**Passage**
==============================

17calculus > parametrics > calculus

Parametric Equations and Calculus

On this page we cover the most common calculus problems using parametric equations. The two main topics are differentiation and integration.

Search 17Calculus

This table lists the topics on this page with links to jump to the topic you are interested in.

Differentiation

Integration

Slope and Tangent Lines

Area

Surface Area

Higher Order Derivatives

Arc Length

Volume

Let's start out with a quick video clip giving us an introduction to finding the derivative \(dy/dx\) if the function \(y=f(x)\) is given in parametric equations \(x(t)\) and \(y(t)\). The theorem is given below.

PatrickJMT - Parametric Differentiation

Theorem: Parametric Derivative

On a smooth curve given by the equations \( x=X(t) \) and \(y = Y(t)\),
the slope of the curve at the point \((x,y)\) is \[ \frac{dy}{dx} = \frac{dy/dt}{dx/dt} \text{ where } dx/dt \neq 0 \]

Parametric Derivative Proof

Parametric Derivative Proof

Theorem: Parametric Derivative

On a smooth curve given by the equations \( x=X(t) \) and \(y = Y(t)\), the slope of the curve at the point \((x,y)\) is \[ \frac{dy}{dx} = \frac{dy/dt}{dx/dt} \text{ where } dx/dt \neq 0 \]

We present two proofs here, a short informal version and a longer, more formal version.

==============================

**Entries shown**
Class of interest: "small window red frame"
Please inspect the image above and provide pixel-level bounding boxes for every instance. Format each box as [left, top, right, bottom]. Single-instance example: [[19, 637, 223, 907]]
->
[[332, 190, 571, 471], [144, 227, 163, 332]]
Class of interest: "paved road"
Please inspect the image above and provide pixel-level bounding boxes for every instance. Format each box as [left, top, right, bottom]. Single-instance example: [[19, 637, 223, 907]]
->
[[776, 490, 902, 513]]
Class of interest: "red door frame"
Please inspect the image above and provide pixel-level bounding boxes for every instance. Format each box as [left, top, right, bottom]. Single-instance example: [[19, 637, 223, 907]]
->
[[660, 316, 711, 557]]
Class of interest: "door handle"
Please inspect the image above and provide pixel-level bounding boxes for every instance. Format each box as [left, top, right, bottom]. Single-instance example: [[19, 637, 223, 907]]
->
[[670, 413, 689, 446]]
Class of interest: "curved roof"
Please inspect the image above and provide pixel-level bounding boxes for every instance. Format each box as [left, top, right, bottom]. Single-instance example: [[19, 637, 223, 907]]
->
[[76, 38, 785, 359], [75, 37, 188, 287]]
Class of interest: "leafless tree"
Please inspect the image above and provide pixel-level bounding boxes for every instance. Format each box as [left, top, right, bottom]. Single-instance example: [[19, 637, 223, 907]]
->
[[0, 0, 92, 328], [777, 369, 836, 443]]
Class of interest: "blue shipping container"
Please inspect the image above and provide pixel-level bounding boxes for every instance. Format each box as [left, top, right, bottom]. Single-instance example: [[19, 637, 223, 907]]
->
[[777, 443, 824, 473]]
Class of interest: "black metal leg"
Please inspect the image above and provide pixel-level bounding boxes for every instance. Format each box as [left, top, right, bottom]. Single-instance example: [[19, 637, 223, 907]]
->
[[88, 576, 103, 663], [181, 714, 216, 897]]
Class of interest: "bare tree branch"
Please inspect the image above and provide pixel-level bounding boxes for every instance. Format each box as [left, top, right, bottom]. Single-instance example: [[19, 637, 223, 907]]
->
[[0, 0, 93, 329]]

==============================

Answer these questions about the passage on parametric equations and calculus.
1. What two main topics does the passage name?
2. What condition does the theorem place on dx/dt?
3. What two proofs of the parametric derivative does the passage say it presents?

**Task response**
1. Differentiation and integration.
2. dx/dt must not equal 0.
3. A short informal version and a longer, more formal version.